Everything from the line with "In this exercise you will mark every instance of the multi-story" to the final line of the records should be reproduced word for word, with both of those lines kept.

Data for the task section start

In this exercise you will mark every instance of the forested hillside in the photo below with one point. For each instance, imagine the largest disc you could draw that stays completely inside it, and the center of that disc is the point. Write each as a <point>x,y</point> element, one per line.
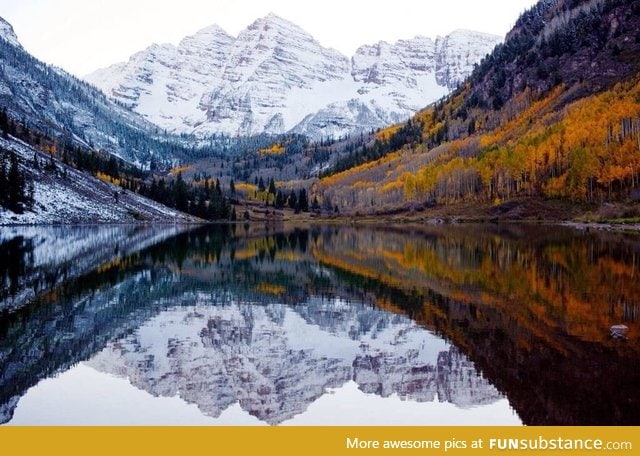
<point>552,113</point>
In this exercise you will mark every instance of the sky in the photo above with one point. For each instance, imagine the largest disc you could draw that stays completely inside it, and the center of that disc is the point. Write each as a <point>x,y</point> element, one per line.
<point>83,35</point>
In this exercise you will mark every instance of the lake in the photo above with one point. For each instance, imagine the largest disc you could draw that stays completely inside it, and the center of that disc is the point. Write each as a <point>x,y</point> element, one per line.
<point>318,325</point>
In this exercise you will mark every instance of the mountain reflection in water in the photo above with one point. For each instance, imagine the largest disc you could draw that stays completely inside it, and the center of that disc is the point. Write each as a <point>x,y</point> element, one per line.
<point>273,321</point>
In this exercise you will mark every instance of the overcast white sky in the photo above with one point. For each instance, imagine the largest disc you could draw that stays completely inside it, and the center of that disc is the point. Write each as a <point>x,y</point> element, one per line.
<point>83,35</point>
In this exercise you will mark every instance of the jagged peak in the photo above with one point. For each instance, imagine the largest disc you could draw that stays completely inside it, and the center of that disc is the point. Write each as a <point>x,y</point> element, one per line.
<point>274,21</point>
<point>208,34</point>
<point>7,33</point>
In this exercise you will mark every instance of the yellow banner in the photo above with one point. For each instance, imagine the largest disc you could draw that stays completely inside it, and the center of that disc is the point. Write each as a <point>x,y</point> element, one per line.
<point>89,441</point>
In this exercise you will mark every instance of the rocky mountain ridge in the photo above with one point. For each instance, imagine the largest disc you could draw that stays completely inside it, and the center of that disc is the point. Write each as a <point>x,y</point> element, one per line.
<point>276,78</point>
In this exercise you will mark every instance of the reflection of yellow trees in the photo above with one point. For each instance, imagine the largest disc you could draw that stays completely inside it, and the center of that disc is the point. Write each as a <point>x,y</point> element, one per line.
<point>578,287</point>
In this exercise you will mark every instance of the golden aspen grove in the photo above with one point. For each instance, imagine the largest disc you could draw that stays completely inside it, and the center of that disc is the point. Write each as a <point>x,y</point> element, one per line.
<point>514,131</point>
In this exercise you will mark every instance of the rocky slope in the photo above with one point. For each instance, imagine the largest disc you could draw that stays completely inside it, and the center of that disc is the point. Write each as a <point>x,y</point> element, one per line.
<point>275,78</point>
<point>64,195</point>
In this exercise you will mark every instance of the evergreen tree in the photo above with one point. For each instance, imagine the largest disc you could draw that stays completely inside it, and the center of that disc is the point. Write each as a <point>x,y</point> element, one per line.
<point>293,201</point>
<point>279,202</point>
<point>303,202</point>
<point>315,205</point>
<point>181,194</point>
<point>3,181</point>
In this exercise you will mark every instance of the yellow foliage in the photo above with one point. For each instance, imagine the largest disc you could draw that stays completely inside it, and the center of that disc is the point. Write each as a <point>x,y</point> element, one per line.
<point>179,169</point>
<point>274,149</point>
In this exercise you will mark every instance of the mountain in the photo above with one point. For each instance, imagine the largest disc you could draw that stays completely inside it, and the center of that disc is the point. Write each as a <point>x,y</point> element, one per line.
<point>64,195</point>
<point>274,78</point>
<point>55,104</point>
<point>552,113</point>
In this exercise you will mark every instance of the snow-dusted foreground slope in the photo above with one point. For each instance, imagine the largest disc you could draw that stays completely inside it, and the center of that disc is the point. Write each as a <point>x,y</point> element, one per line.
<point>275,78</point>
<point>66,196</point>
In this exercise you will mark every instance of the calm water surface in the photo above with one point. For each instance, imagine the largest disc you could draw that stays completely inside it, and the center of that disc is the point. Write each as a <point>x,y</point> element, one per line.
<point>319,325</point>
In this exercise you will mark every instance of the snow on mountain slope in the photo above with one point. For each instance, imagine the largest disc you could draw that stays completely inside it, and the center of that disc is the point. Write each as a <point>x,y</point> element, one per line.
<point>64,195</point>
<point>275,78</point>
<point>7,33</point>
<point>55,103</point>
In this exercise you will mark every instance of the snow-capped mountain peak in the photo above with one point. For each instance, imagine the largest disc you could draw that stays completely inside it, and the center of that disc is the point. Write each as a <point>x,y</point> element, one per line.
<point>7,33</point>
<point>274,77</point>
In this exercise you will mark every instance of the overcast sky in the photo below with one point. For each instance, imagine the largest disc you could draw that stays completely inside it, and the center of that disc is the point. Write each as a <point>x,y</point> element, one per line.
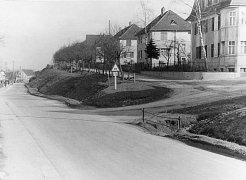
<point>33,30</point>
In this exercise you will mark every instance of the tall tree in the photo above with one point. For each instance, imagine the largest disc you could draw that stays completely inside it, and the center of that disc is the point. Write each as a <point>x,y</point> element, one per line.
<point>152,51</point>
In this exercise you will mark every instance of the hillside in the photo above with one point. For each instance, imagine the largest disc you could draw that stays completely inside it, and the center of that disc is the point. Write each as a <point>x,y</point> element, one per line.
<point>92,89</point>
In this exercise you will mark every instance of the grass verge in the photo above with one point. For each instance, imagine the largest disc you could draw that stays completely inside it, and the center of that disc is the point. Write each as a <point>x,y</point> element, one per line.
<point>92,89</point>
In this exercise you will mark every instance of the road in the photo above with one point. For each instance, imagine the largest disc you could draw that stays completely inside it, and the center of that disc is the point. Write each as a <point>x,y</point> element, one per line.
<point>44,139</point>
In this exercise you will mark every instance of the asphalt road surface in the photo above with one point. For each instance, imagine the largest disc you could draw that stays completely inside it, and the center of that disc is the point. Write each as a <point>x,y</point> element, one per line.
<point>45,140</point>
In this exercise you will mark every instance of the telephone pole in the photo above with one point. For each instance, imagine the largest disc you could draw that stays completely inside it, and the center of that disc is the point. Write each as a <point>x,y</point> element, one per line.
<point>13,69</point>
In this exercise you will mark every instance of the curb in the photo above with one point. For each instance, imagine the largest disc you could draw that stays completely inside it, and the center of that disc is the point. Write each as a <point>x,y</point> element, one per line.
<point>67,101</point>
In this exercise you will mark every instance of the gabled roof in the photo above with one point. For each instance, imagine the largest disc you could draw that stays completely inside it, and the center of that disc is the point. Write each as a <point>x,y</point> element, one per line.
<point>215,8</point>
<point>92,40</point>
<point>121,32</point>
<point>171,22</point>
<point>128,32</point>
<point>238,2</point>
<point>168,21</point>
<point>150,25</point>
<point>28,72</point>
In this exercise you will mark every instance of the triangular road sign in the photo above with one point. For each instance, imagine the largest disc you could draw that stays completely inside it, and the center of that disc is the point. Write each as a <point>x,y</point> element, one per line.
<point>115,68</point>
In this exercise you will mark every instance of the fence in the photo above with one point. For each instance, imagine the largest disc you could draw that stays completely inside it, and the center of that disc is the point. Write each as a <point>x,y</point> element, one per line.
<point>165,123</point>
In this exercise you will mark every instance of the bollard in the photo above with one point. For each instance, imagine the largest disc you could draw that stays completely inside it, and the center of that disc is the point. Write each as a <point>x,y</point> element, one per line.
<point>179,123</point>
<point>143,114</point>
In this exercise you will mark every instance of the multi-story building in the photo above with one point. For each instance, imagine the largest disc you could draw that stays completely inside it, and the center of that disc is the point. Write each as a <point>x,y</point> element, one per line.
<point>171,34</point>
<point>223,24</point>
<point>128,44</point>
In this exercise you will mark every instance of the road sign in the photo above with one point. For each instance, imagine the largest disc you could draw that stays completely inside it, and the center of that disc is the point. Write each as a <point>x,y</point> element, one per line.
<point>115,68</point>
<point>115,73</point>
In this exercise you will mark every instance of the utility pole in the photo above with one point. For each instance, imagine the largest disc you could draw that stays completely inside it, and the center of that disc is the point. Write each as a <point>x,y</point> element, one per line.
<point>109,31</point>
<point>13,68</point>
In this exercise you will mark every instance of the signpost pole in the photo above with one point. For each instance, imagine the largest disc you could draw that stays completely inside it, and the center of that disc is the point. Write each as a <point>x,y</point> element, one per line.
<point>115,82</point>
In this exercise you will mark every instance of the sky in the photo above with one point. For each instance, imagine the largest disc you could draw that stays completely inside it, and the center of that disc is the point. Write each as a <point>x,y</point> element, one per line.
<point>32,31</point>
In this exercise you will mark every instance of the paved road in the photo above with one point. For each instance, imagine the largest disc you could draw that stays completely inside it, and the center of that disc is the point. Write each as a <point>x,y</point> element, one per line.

Data for the task section end

- [Response]:
In this exercise you will mark every instance of the multi-story building in the photo above with one point. For each instance, imagine the largest disc you could draw that stays completely inside it, and the center of that disc is the point. Write each as a <point>x,y</point> element, one per line.
<point>171,34</point>
<point>223,24</point>
<point>128,44</point>
In this exercise you will mark every instance of the road sign in the photo above with one point. For each instance, imagine the largest disc you could draw that stays completely inside it, and the center of that disc is the point. Write each as a <point>x,y</point> element, one per line.
<point>115,68</point>
<point>115,73</point>
In this exercise you will mark every instance of the utility pole in the photo above with one point. For each instance, imagine the largest disc you could draw that stays completely inside it, and the center of that disc is the point. Write each as a <point>x,y</point> element, one per line.
<point>109,31</point>
<point>13,68</point>
In this exercise you will mark every instance of the signpost pole in the photo above with one point. For each instance, imagine the largest disc you could draw that stays completely inside it, and the center of that disc is the point. Write each as a <point>x,y</point> element, one per line.
<point>115,82</point>
In this exercise you will mark every instance of the sky in the photo above with one point. For each instance, imagine the largest disc you could draw that stays completely inside it, and the center of that disc is the point. Write each as a <point>x,y</point> element, one per line.
<point>32,31</point>
In this exercise you will mark every instance of the paved road in the photo above with one point. For each instance, imagine the largest disc you could draw that stays completely inside it, and the center of that disc is the point. Write each as a <point>x,y</point> element, one per line.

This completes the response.